• **TASK**: Return each entry exactly, omitting nothing.

Source data
——————————

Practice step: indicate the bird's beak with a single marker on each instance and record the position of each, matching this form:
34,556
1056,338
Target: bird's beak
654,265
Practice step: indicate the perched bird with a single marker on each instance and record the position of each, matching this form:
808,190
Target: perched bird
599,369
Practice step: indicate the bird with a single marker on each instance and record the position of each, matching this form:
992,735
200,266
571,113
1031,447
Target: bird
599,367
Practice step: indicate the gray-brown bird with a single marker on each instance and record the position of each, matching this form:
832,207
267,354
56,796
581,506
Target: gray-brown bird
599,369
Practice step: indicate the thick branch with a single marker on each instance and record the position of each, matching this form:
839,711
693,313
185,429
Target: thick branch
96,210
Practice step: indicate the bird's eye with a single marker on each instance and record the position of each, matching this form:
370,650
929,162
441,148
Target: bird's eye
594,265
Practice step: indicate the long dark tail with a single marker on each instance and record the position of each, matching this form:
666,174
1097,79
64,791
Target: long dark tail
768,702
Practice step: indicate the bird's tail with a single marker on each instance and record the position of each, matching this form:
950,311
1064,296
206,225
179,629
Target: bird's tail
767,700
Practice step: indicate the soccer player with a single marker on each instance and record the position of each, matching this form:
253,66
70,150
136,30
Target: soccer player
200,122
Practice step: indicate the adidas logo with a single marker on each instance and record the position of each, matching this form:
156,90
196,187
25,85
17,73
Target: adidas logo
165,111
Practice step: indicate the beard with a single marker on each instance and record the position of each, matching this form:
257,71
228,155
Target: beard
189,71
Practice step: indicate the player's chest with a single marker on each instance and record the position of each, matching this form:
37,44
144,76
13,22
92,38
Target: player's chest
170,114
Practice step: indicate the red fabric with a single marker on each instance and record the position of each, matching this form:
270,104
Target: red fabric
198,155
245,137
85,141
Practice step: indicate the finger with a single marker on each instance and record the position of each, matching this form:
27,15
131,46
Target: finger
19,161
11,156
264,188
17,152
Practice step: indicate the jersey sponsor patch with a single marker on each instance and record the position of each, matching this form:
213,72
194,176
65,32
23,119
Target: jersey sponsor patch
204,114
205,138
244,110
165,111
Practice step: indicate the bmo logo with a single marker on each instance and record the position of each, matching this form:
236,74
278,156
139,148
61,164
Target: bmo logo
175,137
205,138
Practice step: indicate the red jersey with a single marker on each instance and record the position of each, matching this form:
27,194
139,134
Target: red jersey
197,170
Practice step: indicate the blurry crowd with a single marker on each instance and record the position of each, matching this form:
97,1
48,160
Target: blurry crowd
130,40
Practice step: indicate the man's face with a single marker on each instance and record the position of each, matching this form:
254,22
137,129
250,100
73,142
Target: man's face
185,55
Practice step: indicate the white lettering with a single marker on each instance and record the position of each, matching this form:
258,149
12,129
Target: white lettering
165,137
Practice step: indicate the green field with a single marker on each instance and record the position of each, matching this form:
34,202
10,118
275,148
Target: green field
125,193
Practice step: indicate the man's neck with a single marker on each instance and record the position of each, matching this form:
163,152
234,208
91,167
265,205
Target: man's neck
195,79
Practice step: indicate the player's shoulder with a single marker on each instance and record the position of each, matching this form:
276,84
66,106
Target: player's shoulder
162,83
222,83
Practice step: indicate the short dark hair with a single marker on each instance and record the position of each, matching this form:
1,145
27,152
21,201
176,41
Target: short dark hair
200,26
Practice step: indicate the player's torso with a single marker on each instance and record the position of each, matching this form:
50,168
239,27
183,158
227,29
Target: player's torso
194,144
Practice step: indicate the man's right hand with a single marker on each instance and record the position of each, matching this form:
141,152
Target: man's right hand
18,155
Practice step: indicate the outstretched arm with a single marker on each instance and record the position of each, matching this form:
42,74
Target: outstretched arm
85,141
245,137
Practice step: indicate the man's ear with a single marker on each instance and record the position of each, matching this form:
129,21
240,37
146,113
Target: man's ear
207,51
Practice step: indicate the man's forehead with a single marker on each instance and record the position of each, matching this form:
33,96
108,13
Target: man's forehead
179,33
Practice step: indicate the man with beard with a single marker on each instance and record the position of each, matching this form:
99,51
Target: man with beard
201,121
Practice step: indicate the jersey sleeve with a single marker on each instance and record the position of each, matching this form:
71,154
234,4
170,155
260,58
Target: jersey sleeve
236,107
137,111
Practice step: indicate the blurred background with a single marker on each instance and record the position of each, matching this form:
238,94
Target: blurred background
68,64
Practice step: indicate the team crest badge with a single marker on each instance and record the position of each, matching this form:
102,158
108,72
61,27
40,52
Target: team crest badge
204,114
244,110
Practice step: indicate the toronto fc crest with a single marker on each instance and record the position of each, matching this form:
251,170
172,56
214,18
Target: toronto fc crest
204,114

——————————

• **RESULT FOR THIS TASK**:
Practice step: indicate the bird's beak with a single marker on each instance and record the position of each, matching this form:
34,556
1056,338
Target: bird's beak
654,265
Practice step: indicate the perched bird with a single marker on each instance and record the position of each, matching this form:
808,190
Target: perched bird
599,369
Practice step: indicate the bird with a single marker on each instance and record the position of each, matching this form:
992,735
200,266
571,113
1031,447
Target: bird
599,367
Practice step: indicate the gray-brown bird with a single marker on each instance and record the position of each, matching this form:
832,207
267,354
56,796
581,506
Target: gray-brown bird
599,369
Practice step: indicate the thick branch with a single marker on each instance and record the position of each, matching this form:
839,711
693,313
185,429
Target: thick branch
96,210
Practice step: indicate the bird's eye with a single marker on each instance and record the position of each, matching this form:
370,650
929,162
441,148
Target: bird's eye
594,265
Practice step: indicate the long dark tail with a single marker on each instance and record the position of each, matching this form:
666,174
1097,79
64,791
Target: long dark tail
768,702
Practice step: indicate the bird's tail with a single marker on each instance and record the position of each, matching this form:
950,311
1064,296
206,225
179,629
Target: bird's tail
767,700
Practice step: indicate the soccer player with a single marker on each instance and record the position of each, matching this form:
253,66
70,150
136,30
Target: soccer player
200,122
Practice step: indicate the adidas logo with a single marker on each instance and record the position of each, matching this form:
156,90
196,187
25,85
17,73
Target: adidas logo
165,111
Practice step: indicate the beard with a single marker on each instance and record the position of each, matching this form:
257,71
228,155
Target: beard
189,71
Practice step: indicate the player's chest with a single marker on each instance and record the position of each, matching this form:
37,44
144,76
13,22
92,38
Target: player's chest
170,114
Practice step: indicate the red fabric with a single marker on each instance and record the position of each, matching this form:
270,104
Target: red fabric
198,155
245,137
85,141
Practice step: indicate the finger with a single marker on each instance and record the position of each, matching this form:
27,15
131,46
Target: finger
19,161
11,156
264,188
17,152
Practice step: indicate the jersey sponsor patch with a single marker on each instance and record the position of each, matching this form:
213,72
194,176
65,32
23,119
Target: jersey sponsor patch
204,114
205,138
244,110
165,111
Practice step: indicate the bmo logo with a single marker on each instance and record the position of each, matching this form:
236,74
278,156
139,148
61,164
Target: bmo logo
175,137
205,138
Practice step: indicate the red jersey with a single marker on each instance and record the position of each, matching this form:
27,194
139,134
Target: red jersey
197,170
Practice step: indicate the blurry crowd with a single marker on each instance and record the position of each, matching this form:
97,1
48,160
Target: blurry crowd
130,40
Practice step: indicate the man's face with a single marker on each instance and record the position of each, matching this form:
254,22
137,129
250,100
73,142
Target: man's face
185,55
Practice step: indicate the white lettering with a single marker on each instance and record the position of each, matching this form:
258,149
12,129
Target: white lettering
165,137
Practice step: indicate the green field with a single marker on each instance and record the position of each, matching this form:
34,202
10,118
275,148
Target: green field
125,193
Practice step: indicate the man's neck with a single marker on each instance and record the position of each, matching this form:
163,152
234,208
91,167
265,205
Target: man's neck
195,79
Practice step: indicate the player's shoulder with a single marker on each instance and record the position of each, matching this form:
276,84
66,106
Target: player's shoulder
162,83
222,83
Practice step: indicate the short dark hair with a single marker on each instance and record the position of each, matching this form:
1,145
27,152
21,201
176,41
Target: short dark hair
200,26
Practice step: indicate the player's torso with a single marker on each instance and record the position of each, matching this form:
50,168
239,27
183,158
227,29
Target: player's torso
194,144
Practice step: indicate the man's right hand with a single marker on each instance and record the position of each, matching this form:
141,152
Target: man's right hand
18,155
Practice step: indicate the outstretched arm with a single marker on each instance and record the position of each, matching this form:
42,74
Target: outstretched arm
85,141
245,137
Practice step: indicate the man's ear with a single marker on each instance and record the position of each, matching this form:
129,21
240,37
146,113
Target: man's ear
207,51
Practice step: indicate the man's forehead with a single marker on each instance and record the position of each, matching this form:
33,96
108,13
Target: man's forehead
179,33
Practice step: indicate the man with beard with a single marker on each instance and record the position of each, matching this form:
99,51
Target: man with beard
201,121
Practice step: indicate the jersey sleeve with a single marker on each instance and record the position of each, matching this form:
71,154
234,4
170,155
260,58
Target: jersey sleeve
236,107
137,111
Practice step: indicate the blurred background with a single marker on each instance and record the position of each, matching this form:
238,94
Target: blurred background
68,64
Practice step: indicate the team crest badge with a single marker on each instance and record the position of each, matching this form:
102,158
108,72
61,27
40,52
Target: team crest badge
204,114
244,110
Practice step: indicate the toronto fc crest with a single marker on each instance and record the position of each, matching this form:
251,170
172,56
214,18
Target: toronto fc crest
204,114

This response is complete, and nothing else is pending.